- [DO THIS]
Swap "drill" for "exercise" throughout the records below and write them out again with nothing else changed.

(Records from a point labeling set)
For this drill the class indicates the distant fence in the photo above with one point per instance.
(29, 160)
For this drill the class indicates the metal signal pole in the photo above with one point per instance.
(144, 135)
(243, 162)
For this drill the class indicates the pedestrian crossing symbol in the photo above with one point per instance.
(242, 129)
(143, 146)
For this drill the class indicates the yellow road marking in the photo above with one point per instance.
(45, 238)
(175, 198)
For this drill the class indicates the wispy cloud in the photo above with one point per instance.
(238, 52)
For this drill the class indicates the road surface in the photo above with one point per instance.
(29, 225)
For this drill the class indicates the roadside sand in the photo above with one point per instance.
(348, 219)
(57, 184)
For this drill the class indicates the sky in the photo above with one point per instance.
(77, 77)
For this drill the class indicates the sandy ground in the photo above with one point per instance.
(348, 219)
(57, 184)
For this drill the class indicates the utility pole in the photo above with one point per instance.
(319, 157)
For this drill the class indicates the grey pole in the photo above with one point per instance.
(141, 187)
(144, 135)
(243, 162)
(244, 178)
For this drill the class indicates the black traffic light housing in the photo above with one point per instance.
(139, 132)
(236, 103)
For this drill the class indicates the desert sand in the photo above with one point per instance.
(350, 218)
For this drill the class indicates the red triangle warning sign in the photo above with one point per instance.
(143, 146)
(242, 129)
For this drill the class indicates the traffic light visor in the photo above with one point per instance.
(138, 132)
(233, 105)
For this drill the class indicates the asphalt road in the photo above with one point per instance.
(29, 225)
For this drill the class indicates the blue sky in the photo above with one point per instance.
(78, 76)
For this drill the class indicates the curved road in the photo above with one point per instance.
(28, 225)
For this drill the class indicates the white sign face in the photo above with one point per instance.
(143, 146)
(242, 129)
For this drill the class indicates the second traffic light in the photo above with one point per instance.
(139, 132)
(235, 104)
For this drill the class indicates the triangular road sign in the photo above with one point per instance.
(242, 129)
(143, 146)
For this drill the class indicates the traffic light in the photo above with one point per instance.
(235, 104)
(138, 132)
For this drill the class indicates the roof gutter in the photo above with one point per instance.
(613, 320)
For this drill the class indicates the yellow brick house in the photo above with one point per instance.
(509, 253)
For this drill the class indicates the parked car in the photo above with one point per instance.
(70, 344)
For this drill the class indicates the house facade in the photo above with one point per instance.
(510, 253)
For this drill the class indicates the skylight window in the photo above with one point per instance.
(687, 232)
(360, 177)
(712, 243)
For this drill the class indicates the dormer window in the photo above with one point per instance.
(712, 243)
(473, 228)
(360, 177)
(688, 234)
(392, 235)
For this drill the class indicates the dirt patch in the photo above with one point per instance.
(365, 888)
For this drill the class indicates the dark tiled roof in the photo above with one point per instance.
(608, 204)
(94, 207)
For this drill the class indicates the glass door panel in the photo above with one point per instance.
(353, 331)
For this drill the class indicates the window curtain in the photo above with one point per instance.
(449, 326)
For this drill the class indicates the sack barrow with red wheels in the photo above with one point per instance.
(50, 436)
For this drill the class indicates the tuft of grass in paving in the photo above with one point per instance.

- [RESULT FOR THIS EXERCISE]
For this exercise the class indicates the distant fence in the photo above with one point per instance.
(29, 160)
For this exercise the class indicates the metal signal pole in the photo above with one point per instance.
(144, 135)
(243, 162)
For this exercise the class indicates the pedestrian crossing symbol in the photo above with one point per instance.
(242, 129)
(143, 146)
For this exercise the class indicates the yellow road marking in the photo above with one point per instance.
(45, 238)
(175, 198)
For this exercise the class indicates the wispy cloud in the photo above with one point per instance.
(238, 52)
For this exercise the class indicates the road surface in the photo above with one point per instance.
(29, 225)
For this exercise the class indicates the roadside sand in the photo above with one point per instance.
(348, 219)
(57, 184)
For this exercise the class indicates the sky in the photo above with one point per instance.
(77, 77)
For this exercise the class indicates the sandy ground in the photo above with one point per instance.
(348, 219)
(57, 184)
For this exercise the class indicates the utility pole in the photo above with one point per instance.
(319, 157)
For this exercise the class indicates the grey pole in the photo above with one point per instance.
(141, 187)
(144, 135)
(243, 162)
(244, 178)
For this exercise the class indicates the black traffic light housing in the photo above with one point per instance.
(139, 132)
(236, 103)
For this exercise the class indicates the desert sand in the photo above with one point per instance.
(350, 218)
For this exercise the class indicates the red triangle warning sign in the photo above with one point per instance.
(143, 146)
(242, 129)
For this exercise the class indicates the traffic light visor in the photo above with one point per instance.
(138, 132)
(233, 105)
For this exercise the class indicates the asphalt road in the photo above with one point per instance.
(29, 225)
For this exercise the class indicates the blue sky in the photo above with one point per instance.
(78, 76)
For this exercise the class indicates the curved road in the photo above with one point per instance.
(28, 225)
For this exercise the class indicates the white sign face in the photo above with one point per instance.
(143, 146)
(242, 129)
For this exercise the class indicates the second traffic light in the photo above with one point per instance.
(139, 132)
(235, 104)
For this exercise the class indicates the triangular road sign in the photo above with one point per instance.
(242, 129)
(143, 146)
For this exercise the class indicates the traffic light in the photo above with one point per instance.
(235, 104)
(138, 132)
For this exercise the class indicates the roof gutter in the photo above with one point per instance.
(613, 320)
For this exercise the class indicates the yellow brick house in the photo above with one point per instance.
(509, 253)
For this exercise the class indicates the parked car in the photo above with one point per instance.
(70, 344)
For this exercise the class indicates the house facade in the photo above with one point per instance.
(510, 253)
For this exercise the class indicates the skylight window in the photo above with one point per instance.
(687, 232)
(360, 177)
(712, 243)
For this exercise the class indicates the dormer window in the photo above with one point per instance.
(712, 243)
(473, 228)
(360, 177)
(688, 234)
(392, 235)
For this exercise the class indicates the dirt patch in the photo above with one point per instance.
(365, 888)
For this exercise the class indicates the dark tiled roof in the photo above with one point per instance.
(608, 204)
(94, 207)
For this exercise the class indicates the glass door panel in the photo above with one point per instance.
(353, 331)
For this exercise the class indicates the window curtain in the photo above with one point per instance.
(449, 326)
For this exercise the class indicates the sack barrow with red wheels in the photo above with one point per instance.
(50, 436)
For this exercise the class indicates the tuft of grass in paving in the photo above with one point per instance.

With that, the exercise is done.